QUOTED PASSAGE →

All of lore.kernel.org
 help / color / mirror / Atom feed
From: Marco Elver <elver@google.com>
To: Shuah Khan <skhan@linuxfoundation.org>
Cc: tj@kernel.org, jiangshanlai@gmail.com, akpm@linux-foundation.org,
	andreyknvl@gmail.com, dvyukov@google.com,
	walter-zh.wu@mediatek.com, linux-kernel@vger.kernel.org,
	Sebastian Andrzej Siewior <bigeasy@linutronix.de>
Subject: Re: [PATCH v2] workqueue: Don't record workqueue stack holding raw_spin_lock
Date: Thu, 2 Sep 2021 23:58:12 +0200	[thread overview]
Message-ID: <CANpmjNPWyp67SSfRiXVYTiqRaMre9XVQzNVM-73PQ6TTjQW3Gw@mail.gmail.com> (raw)
In-Reply-To: <20210902200134.25603-1-skhan@linuxfoundation.org>

On Thu, 2 Sept 2021 at 22:01, Shuah Khan <skhan@linuxfoundation.org> wrote:
>
> When CONFIG_PROVE_RAW_LOCK_NESTING=y and CONFIG_KASAN are enabled,
> kasan_record_aux_stack() runs into "BUG: Invalid wait context" when
> it tries to allocate memory attempting to acquire spinlock in page
> allocation code while holding workqueue pool raw_spinlock.
>
> There are several instances of this problem when block layer tries
> to __queue_work(). Call trace from one of these instances is below:
>
>     kblockd_mod_delayed_work_on()
>       mod_delayed_work_on()
>         __queue_delayed_work()
>           __queue_work() (rcu_read_lock, raw_spin_lock pool->lock held)
>             insert_work()
>               kasan_record_aux_stack()
>                 kasan_save_stack()
>                   stack_depot_save()
>                     alloc_pages()
>                       __alloc_pages()
>                         get_page_from_freelist()
>                           rm_queue()
>                             rm_queue_pcplist()
>                               local_lock_irqsave(&pagesets.lock, flags);
>                               [ BUG: Invalid wait context triggered ]
>
> Fix it by calling kasan_record_aux_stack() conditionally only when
> CONFIG_PROVE_RAW_LOCK_NESTING is not enabled. After exploring other
> options such as calling kasan_record_aux_stack() after releasing the
> pool lock, opting for a least disruptive path of stubbing this record
> function to avoid nesting raw spinlock and spinlock.

RECORDS PROVIDED →
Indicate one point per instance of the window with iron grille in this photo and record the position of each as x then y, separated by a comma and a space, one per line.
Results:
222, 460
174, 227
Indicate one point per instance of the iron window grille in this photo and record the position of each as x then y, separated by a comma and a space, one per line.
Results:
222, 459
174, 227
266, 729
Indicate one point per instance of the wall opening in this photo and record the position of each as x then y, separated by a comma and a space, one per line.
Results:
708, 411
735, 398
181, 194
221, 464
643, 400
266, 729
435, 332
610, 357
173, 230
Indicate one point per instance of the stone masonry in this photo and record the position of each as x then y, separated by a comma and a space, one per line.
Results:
* * *
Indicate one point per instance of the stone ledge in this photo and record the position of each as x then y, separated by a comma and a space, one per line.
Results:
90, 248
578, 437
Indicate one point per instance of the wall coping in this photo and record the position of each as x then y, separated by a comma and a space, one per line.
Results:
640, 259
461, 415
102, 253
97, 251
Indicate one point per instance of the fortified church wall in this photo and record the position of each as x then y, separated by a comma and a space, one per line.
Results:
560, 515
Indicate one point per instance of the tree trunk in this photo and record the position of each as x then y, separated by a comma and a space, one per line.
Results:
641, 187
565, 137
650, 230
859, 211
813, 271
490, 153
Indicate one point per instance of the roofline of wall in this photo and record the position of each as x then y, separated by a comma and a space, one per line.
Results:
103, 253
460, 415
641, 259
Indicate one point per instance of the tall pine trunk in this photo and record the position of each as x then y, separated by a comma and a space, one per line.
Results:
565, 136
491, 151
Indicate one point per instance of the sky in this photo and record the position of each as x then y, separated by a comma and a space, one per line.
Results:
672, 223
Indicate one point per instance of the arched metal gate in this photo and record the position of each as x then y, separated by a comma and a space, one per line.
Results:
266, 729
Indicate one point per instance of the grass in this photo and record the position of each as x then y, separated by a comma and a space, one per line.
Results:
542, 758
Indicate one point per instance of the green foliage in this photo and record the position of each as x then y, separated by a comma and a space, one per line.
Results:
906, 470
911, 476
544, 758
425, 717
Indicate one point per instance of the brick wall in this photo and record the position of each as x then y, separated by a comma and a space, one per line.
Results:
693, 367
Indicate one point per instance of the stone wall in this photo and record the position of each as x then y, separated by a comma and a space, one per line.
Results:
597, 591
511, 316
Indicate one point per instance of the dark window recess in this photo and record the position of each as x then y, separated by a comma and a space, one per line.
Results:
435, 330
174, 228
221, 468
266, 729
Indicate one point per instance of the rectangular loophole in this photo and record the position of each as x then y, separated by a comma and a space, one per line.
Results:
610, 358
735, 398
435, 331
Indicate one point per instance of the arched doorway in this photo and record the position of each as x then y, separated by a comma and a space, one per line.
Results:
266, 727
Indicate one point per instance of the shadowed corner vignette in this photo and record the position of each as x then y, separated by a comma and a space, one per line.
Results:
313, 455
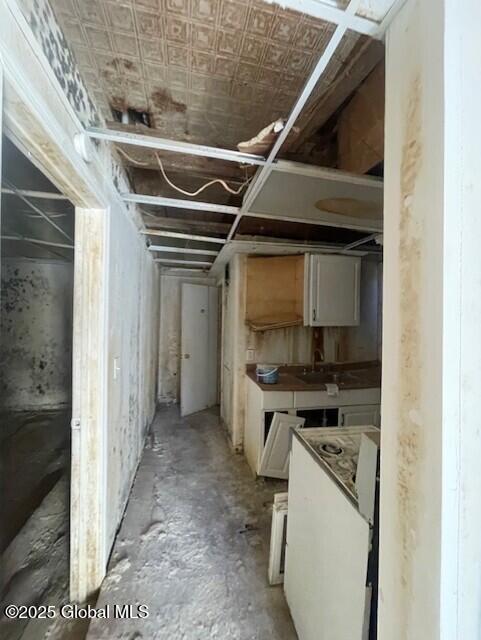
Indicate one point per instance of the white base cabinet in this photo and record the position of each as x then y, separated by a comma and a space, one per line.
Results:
--
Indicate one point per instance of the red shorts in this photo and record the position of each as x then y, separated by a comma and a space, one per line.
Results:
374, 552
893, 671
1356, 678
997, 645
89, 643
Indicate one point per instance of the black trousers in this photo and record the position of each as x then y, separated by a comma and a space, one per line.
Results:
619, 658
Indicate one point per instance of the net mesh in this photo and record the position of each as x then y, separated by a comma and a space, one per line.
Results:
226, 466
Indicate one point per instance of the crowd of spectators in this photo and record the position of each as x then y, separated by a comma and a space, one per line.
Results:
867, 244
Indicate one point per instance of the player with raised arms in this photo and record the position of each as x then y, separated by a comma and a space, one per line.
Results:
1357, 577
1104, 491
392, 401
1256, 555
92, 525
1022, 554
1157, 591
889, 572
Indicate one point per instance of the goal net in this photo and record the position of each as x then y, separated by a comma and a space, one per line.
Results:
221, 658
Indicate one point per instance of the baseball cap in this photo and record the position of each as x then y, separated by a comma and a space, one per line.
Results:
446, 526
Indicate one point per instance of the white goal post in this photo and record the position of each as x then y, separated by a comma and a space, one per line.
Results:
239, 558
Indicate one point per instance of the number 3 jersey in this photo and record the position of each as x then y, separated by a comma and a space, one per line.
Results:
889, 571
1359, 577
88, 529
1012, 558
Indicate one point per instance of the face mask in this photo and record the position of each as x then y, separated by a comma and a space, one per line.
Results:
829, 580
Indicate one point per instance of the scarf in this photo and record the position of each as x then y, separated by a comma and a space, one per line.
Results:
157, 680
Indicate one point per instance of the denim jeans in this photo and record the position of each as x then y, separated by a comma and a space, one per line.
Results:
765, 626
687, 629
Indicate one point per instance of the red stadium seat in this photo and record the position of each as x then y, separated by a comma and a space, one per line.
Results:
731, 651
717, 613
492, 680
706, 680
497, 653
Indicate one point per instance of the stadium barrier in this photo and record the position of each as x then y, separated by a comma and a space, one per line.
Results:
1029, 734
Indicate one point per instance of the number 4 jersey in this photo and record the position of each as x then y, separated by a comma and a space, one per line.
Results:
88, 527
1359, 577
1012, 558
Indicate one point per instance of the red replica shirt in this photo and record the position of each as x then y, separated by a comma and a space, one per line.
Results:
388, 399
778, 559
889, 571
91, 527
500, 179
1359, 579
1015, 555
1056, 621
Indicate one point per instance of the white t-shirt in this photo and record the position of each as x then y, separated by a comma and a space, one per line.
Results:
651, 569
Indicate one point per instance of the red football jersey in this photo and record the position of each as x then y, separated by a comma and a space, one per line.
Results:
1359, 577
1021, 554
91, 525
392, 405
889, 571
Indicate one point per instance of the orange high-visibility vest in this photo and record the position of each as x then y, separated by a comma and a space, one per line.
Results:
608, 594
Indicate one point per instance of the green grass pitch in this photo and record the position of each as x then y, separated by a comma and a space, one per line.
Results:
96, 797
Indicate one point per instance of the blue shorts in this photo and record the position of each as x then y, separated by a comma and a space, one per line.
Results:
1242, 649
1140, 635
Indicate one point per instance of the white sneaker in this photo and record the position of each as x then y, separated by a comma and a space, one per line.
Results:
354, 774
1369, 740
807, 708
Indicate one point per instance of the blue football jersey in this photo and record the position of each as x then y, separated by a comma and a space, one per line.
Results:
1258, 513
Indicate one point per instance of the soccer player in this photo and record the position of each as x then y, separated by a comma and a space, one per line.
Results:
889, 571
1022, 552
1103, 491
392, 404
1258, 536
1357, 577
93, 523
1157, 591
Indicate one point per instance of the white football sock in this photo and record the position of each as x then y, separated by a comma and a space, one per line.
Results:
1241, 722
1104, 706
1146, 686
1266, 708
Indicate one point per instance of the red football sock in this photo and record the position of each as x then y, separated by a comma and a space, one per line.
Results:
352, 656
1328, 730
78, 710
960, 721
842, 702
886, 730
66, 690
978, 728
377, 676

DIRECTIVE 1 →
Translate this sentence from the workqueue patch email into Spanish: "Fix it by calling kasan_record_aux_stack() conditionally only when CONFIG_PROVE_RAW_LOCK_NESTING is not enabled."
DIRECTIVE 2 →
In the workqueue patch email, which two configuration options must be enabled for kasan_record_aux_stack() to run into "BUG: Invalid wait context"?
DIRECTIVE 3 →
Transcribe the workqueue patch email from the words "On Thu, 2 Sept" through "workqueue pool raw_spinlock.".

CORRECT ANSWER 1 →
Corregirlo llamando a kasan_record_aux_stack() de forma condicional, solo cuando CONFIG_PROVE_RAW_LOCK_NESTING no esté habilitado.

CORRECT ANSWER 2 →
CONFIG_PROVE_RAW_LOCK_NESTING=y and CONFIG_KASAN.

CORRECT ANSWER 3 →
On Thu, 2 Sept 2021 at 22:01, Shuah Khan <skhan@linuxfoundation.org> wrote:
>
> When CONFIG_PROVE_RAW_LOCK_NESTING=y and CONFIG_KASAN are enabled,
> kasan_record_aux_stack() runs into "BUG: Invalid wait context" when
> it tries to allocate memory attempting to acquire spinlock in page
> allocation code while holding workqueue pool raw_spinlock.